__Text block__:
□ □ □

# Tag Barbs slide right through hang tag holes, any solutions?



## thetrillest (Sep 22, 2011)

I bought 1000 hang tags, and they came with a hole already made in them. The hole seems hole punch size, kinda like the size in notebooks or binders. When I try to slide the tag gun barbs, they go right through the hole. I have gone on eBay and bought barbs from 6 different sellers, and they all seem to be the small, low quality, flimsy Chinese barbs. I had a couple old spare ones, (I forgot where I bought them from, but it wasnt online) and those have a bid tail (end thing) so those barbs even work with the holes on my hang tags. Is there anything I can do at this point to fix this, or does anyone know where I can get some barbs that have a big tail end?
lol anyone wanna buy 20,000 tag barbs?


this is what I mean, I want the tail to be big, the ones I have, that do work measure at .5cm in height and 1cm in width:


----------



## HPS (May 13, 2010)

□ □ □

__To-do list__:
a) In the tag barb thread, how many different eBay sellers did the poster buy barbs from?
b) Translate this sentence from the tag barb thread into Spanish: "When I try to slide the tag gun barbs, they go right through the hole."

Saved data entries
□ □ □

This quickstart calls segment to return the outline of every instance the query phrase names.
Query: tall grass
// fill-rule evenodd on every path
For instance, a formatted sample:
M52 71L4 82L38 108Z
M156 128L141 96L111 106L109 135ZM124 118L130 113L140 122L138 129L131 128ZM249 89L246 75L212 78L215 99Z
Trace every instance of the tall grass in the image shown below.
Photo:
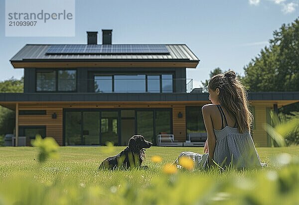
M258 148L263 170L219 173L163 168L183 151L153 147L148 170L98 171L124 147L59 147L59 159L39 162L36 147L0 148L0 204L298 204L299 147ZM110 149L108 150L108 149ZM150 159L158 155L162 161Z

□ □ □

__Task-by-task solutions__:
a) Six.

b) Cuando intento deslizar los pasadores de la pistola de etiquetas, pasan directamente a través del agujero.